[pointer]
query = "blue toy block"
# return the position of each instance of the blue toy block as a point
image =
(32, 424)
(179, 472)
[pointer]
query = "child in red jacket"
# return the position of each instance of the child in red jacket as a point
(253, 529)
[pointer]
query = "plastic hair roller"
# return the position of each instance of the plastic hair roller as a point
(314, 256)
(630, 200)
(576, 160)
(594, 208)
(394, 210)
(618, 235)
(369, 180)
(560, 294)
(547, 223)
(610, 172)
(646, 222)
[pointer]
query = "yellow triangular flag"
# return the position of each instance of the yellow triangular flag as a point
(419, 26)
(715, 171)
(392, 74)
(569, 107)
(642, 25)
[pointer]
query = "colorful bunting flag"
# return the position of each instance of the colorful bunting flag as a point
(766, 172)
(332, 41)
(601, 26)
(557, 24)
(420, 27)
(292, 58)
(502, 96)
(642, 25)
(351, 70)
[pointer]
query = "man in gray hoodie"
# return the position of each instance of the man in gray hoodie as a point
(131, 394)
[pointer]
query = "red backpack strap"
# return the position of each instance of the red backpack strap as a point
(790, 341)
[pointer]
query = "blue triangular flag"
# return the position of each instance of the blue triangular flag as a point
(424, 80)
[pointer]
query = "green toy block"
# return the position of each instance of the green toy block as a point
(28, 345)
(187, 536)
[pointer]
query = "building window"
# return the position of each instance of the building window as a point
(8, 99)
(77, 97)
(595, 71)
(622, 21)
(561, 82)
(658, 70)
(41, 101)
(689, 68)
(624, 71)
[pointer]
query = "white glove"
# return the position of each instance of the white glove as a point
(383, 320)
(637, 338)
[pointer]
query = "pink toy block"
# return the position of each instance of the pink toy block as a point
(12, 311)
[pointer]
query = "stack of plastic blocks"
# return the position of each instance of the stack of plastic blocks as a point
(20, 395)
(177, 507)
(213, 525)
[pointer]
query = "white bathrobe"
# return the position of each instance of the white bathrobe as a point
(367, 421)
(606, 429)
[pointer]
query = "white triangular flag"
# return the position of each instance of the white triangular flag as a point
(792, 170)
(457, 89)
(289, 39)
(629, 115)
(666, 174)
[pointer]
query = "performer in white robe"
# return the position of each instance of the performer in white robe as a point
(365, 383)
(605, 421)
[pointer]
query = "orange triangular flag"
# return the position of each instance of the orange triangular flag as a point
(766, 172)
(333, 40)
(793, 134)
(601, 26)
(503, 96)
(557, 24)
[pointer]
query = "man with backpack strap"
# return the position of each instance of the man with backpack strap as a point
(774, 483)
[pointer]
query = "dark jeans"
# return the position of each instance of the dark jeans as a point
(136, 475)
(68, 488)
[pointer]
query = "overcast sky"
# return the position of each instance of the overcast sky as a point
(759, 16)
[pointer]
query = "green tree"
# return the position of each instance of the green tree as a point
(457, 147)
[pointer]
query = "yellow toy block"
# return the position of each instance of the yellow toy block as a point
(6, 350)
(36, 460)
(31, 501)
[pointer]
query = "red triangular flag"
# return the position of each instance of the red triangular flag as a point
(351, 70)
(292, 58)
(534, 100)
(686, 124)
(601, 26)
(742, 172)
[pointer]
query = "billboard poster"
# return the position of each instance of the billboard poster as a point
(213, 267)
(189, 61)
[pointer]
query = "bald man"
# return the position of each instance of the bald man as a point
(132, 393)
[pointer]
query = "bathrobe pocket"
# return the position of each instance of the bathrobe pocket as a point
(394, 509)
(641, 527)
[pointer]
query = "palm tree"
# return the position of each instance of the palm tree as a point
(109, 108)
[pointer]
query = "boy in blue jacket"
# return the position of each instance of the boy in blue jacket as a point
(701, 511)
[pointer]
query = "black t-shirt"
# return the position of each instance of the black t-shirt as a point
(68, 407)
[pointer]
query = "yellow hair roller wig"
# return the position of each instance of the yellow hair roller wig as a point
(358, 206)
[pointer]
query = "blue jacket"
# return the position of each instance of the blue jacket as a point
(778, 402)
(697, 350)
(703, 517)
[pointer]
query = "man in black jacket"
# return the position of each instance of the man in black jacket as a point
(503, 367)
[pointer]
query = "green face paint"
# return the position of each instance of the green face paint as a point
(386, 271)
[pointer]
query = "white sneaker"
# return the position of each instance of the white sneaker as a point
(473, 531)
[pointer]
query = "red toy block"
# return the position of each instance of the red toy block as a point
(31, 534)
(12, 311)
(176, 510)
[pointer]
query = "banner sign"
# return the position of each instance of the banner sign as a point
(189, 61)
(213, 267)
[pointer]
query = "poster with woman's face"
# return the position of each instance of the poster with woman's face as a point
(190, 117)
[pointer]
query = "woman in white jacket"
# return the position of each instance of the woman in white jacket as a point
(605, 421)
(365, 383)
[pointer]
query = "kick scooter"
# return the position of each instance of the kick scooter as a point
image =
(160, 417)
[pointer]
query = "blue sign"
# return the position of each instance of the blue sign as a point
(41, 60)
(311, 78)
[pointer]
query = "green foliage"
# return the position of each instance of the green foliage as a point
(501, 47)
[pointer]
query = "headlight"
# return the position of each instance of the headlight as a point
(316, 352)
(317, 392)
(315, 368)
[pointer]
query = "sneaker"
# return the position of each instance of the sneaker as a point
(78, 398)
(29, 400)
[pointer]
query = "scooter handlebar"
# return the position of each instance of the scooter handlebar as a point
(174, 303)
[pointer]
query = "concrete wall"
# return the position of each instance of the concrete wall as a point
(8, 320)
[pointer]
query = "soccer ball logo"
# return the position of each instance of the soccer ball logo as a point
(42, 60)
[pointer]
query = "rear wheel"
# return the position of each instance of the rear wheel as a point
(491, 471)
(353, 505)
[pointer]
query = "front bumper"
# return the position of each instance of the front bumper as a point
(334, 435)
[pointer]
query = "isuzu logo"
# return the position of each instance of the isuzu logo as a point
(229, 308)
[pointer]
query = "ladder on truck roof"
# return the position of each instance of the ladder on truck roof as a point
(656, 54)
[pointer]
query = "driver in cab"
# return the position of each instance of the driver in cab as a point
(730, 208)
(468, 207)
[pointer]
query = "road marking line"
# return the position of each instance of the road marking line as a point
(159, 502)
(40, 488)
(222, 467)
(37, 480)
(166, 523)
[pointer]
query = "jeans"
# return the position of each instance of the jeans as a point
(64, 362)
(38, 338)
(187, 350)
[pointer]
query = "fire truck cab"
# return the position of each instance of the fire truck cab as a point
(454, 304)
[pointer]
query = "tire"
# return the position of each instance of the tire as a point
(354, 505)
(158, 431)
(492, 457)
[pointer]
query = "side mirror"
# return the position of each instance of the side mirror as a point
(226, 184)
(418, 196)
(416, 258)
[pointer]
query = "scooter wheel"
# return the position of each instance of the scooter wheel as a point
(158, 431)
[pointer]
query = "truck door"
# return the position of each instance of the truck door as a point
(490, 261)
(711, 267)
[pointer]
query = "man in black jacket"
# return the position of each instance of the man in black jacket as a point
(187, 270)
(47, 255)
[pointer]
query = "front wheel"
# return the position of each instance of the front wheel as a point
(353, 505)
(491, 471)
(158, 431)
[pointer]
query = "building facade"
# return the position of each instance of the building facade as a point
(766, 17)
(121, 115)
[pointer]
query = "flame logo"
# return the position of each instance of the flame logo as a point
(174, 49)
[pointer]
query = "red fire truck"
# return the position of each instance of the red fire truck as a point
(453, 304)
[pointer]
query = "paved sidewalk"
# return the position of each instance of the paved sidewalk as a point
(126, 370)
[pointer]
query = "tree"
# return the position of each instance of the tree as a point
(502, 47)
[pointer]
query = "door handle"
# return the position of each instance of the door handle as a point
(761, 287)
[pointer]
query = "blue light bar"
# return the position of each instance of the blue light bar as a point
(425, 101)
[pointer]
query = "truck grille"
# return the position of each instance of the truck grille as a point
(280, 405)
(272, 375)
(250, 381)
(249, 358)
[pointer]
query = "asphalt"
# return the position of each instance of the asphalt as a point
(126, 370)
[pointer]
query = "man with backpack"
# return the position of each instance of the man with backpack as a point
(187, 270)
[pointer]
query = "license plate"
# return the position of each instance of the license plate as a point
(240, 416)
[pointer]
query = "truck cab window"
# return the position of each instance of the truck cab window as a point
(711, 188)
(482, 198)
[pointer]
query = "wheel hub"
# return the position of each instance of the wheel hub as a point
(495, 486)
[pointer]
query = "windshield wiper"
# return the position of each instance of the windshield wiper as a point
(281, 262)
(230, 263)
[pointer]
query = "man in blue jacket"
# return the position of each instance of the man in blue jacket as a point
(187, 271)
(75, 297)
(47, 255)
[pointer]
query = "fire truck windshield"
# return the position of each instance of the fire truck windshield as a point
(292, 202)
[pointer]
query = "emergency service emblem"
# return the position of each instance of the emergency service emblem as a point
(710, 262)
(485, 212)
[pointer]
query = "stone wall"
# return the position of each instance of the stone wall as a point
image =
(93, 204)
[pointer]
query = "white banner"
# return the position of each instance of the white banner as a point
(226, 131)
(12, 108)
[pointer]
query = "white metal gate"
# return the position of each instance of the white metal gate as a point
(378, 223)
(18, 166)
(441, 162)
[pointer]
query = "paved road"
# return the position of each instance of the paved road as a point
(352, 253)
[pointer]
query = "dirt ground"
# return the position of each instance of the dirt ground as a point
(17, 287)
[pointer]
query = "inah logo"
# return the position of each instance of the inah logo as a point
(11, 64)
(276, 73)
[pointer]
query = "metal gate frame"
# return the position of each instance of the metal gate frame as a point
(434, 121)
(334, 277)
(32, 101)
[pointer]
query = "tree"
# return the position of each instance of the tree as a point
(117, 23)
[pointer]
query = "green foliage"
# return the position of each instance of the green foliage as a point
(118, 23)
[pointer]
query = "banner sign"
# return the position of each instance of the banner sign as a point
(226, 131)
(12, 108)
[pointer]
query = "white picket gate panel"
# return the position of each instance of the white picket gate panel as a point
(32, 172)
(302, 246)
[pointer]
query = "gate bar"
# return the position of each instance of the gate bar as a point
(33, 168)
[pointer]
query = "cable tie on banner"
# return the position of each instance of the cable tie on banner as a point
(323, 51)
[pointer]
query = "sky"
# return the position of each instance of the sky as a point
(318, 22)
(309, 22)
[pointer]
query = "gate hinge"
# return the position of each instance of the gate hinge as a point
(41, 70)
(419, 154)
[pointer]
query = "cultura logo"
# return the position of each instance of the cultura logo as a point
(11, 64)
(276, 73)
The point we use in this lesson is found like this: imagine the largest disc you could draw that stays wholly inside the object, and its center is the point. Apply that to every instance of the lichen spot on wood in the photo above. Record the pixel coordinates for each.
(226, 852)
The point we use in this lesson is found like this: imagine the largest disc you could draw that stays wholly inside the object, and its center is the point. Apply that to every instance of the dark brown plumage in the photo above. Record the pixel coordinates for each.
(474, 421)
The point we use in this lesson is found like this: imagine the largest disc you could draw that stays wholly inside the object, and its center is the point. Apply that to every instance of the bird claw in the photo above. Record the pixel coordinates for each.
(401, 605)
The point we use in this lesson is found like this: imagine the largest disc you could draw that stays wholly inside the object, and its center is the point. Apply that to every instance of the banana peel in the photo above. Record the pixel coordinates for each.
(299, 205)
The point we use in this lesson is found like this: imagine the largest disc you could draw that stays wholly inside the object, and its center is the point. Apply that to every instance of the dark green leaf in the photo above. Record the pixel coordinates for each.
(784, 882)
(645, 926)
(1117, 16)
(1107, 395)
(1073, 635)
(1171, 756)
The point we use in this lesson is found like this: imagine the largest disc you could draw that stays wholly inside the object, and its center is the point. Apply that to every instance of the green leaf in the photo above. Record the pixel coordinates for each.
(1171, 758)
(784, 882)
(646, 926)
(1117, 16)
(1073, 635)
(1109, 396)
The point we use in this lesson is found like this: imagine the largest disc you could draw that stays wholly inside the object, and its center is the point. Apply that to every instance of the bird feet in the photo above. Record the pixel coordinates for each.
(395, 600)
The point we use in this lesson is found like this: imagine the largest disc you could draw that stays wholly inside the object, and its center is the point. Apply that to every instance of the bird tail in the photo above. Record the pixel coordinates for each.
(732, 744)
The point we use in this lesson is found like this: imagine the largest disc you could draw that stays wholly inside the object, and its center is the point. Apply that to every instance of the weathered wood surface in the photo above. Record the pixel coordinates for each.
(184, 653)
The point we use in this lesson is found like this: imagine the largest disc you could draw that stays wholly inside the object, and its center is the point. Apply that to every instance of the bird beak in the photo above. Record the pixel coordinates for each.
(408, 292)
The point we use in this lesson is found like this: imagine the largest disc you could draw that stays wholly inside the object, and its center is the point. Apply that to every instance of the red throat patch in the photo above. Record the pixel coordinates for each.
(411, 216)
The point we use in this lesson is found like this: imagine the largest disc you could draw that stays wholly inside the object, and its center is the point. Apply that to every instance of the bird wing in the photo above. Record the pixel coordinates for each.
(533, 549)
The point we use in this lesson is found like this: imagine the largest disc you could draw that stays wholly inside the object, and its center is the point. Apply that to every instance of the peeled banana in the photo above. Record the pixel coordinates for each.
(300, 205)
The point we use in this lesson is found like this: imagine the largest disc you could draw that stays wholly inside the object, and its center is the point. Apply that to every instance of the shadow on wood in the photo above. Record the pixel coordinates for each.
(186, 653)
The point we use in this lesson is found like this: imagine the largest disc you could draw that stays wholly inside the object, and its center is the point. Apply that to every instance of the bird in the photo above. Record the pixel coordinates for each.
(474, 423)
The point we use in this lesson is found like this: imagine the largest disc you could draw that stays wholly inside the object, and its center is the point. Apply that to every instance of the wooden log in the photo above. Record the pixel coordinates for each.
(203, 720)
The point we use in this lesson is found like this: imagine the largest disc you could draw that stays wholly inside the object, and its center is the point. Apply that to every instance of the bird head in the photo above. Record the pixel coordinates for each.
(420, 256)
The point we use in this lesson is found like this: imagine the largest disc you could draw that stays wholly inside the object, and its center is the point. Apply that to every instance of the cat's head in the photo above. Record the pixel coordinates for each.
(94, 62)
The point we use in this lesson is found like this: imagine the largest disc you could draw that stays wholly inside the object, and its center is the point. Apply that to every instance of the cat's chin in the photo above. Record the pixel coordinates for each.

⁂

▸ Problem
Answer with a number alone: how many lines of the listing above include the string "stone"?

▸ Response area
2